* _Exercise passage_

>>>

Male and female brains aren’t equal when it comes to fat

Researchers have found that male and female brains respond in remarkably different ways to high-fat meals. Those differences in the brain lead to greater inflammation and increased health risks in males that indulge on fatty foods in comparison to females, a new study in mice shows. The findings reported in the Cell Press journal Cell Reports on October 16th may help to explain observed differences in obesity outcomes between women and men – premenopausal women carrying extra weight fare better than men do – and suggest that dietary advice should be made more sex-specific.

"Our findings, for the first time, suggest that males and females respond to high-fat diets differently," said Deborah Clegg of the Cedar-Sinai Diabetes And Obesity Research Institute in Los Angeles. "The data would suggest that is probably ‘ok’ for females to occasionally have a high-fat meal, where it is not recommended for males.

"The way we treat patients and provide dietary and nutritional advice should be altered. We might be less concerned about an occasional hamburger for women, but for men, we might more strongly encourage avoidance, especially if they have pre-existing diseases such as heart disease or type 2 diabetes."

<<<

* _What you need to do_
1 – Echo everything in the fat-and-brain article from "Male and female brains aren’t" down to "made more sex-specific.".
2 – Sum up the fat-and-brain article in two sentences.

* _Data extract_
>>>

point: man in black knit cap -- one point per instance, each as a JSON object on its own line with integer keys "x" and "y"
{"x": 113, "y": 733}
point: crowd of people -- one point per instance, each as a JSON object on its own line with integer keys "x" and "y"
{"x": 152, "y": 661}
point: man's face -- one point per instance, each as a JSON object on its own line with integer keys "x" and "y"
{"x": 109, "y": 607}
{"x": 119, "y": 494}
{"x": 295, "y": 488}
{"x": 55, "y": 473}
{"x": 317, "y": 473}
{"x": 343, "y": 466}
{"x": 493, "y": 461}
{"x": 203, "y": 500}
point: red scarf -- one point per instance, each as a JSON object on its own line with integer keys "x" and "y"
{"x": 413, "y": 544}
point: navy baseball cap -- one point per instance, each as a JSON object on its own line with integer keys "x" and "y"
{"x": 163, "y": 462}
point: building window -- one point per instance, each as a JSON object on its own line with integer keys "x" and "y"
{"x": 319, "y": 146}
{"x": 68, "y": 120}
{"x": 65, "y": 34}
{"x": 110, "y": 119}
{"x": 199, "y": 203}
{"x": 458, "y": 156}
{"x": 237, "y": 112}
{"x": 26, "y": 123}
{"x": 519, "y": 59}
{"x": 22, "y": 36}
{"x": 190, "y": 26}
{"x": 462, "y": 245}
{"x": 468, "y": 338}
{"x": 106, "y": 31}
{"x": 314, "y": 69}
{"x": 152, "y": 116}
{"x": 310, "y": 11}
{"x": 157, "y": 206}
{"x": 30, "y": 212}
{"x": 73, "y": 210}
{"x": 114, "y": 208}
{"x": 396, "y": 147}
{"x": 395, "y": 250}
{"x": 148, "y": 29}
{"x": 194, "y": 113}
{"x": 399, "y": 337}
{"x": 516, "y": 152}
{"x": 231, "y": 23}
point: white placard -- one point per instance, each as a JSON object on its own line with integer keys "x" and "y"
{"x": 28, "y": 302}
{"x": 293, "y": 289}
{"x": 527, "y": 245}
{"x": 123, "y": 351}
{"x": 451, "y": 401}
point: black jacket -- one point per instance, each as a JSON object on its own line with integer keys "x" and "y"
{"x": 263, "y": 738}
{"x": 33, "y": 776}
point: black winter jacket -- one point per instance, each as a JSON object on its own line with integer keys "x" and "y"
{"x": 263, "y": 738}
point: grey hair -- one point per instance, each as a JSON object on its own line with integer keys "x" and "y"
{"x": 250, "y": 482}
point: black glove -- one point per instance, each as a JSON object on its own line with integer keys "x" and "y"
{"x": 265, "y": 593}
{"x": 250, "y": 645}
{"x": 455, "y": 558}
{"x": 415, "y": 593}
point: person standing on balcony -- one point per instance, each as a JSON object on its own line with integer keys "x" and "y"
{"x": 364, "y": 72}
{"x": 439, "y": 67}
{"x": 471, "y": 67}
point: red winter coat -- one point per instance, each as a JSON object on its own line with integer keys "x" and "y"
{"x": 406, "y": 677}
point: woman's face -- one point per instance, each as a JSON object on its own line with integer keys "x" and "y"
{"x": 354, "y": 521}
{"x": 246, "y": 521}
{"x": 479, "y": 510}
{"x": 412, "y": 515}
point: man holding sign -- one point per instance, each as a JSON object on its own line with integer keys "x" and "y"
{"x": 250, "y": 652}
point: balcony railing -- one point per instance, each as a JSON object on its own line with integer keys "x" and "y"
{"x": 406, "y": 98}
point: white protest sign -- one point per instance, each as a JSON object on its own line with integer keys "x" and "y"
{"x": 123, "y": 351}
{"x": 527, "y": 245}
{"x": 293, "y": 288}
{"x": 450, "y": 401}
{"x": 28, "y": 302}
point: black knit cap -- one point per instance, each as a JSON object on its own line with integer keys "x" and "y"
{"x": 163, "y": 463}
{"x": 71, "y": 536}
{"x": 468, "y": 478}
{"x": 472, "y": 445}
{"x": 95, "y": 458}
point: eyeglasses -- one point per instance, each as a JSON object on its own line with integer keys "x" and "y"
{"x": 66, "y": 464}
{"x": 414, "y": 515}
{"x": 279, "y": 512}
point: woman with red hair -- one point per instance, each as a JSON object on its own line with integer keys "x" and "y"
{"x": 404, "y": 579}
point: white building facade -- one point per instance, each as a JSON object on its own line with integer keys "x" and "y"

<<<

* _Responses to the exercise_
1 –
Male and female brains aren’t equal when it comes to fat

Researchers have found that male and female brains respond in remarkably different ways to high-fat meals. Those differences in the brain lead to greater inflammation and increased health risks in males that indulge on fatty foods in comparison to females, a new study in mice shows. The findings reported in the Cell Press journal Cell Reports on October 16th may help to explain observed differences in obesity outcomes between women and men – premenopausal women carrying extra weight fare better than men do – and suggest that dietary advice should be made more sex-specific.

2 – A new mouse study in Cell Reports found that male and female brains respond very differently to high-fat meals, producing greater inflammation and higher health risks in males. Deborah Clegg said the data suggest an occasional high-fat meal is probably acceptable for females but not recommended for males, so dietary advice should become more sex-specific.